■ **ZU ERLEDIGEN**
Schreib alle folgenden Einträge neu und setz dabei überall „trace“ statt „outline“ ein, ohne sonst etwas zu ändern. Die Bilder lässt du in deiner Antwort weg.

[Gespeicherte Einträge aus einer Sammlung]

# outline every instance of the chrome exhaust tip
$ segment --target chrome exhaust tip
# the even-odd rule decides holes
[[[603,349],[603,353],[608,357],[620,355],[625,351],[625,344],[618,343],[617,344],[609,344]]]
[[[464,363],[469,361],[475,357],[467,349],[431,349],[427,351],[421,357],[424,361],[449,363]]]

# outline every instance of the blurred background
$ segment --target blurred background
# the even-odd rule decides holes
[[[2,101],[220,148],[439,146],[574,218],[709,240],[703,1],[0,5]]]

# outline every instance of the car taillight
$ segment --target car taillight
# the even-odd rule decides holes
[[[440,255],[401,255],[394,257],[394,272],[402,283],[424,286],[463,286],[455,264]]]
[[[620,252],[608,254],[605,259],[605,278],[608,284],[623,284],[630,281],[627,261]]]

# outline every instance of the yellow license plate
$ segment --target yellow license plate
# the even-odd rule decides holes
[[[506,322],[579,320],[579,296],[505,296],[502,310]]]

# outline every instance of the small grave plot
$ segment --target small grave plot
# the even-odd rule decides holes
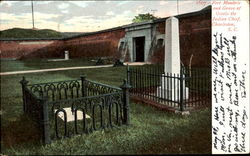
[[[121,88],[87,80],[28,84],[21,81],[24,113],[44,143],[129,123],[129,85]]]

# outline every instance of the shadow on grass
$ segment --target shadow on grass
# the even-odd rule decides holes
[[[6,122],[1,126],[1,145],[6,148],[21,144],[40,144],[41,136],[35,123],[27,116],[20,115],[15,121]]]

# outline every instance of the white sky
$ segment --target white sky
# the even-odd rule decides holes
[[[33,1],[35,27],[61,32],[91,32],[130,24],[142,13],[163,18],[198,11],[209,3],[200,0],[152,1]],[[205,1],[205,0],[202,0]],[[0,30],[32,28],[31,1],[1,1]]]

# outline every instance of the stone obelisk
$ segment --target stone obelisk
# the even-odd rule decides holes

■ **ERGEBNIS**
# trace every instance of the chrome exhaust tip
$ segment --target chrome exhaust tip
# the even-odd rule decides holes
[[[603,349],[603,353],[608,357],[620,355],[625,351],[625,344],[618,343],[617,344],[609,344]]]
[[[464,363],[469,361],[475,357],[467,349],[431,349],[427,351],[421,357],[424,361],[449,363]]]

# trace every instance of the blurred background
$ segment --target blurred background
# the even-odd rule decides holes
[[[2,101],[220,148],[439,146],[574,218],[709,240],[703,1],[0,5]]]

# trace every instance of the car taillight
$ segment --target car taillight
# the even-odd rule decides holes
[[[440,255],[401,255],[394,257],[394,272],[402,283],[424,286],[463,286],[455,264]]]
[[[620,252],[608,254],[605,259],[605,278],[608,284],[623,284],[630,281],[627,261]]]

# trace every instance of the yellow license plate
$ segment --target yellow license plate
# the even-odd rule decides holes
[[[506,322],[579,320],[579,296],[505,296],[502,310]]]

# trace every instance of the small grave plot
$ segment --target small grave plot
# the even-odd rule decides holes
[[[121,88],[87,80],[28,84],[21,81],[24,113],[44,143],[129,123],[129,85]]]

# trace every instance of the shadow on grass
$ segment --target shadow on grass
# the even-odd rule decides holes
[[[6,122],[1,126],[1,145],[6,148],[21,144],[40,144],[41,136],[35,123],[27,116],[20,115],[15,121]]]

# trace every instance of the white sky
$ segment --target white sky
# the even-odd rule decides holes
[[[33,1],[35,27],[61,32],[91,32],[130,24],[142,13],[163,18],[198,11],[209,3],[200,0],[152,1]],[[205,1],[205,0],[202,0]],[[0,30],[32,28],[31,1],[1,1]]]

# trace every instance of the stone obelisk
$ segment --target stone obelisk
# the even-odd rule decides holes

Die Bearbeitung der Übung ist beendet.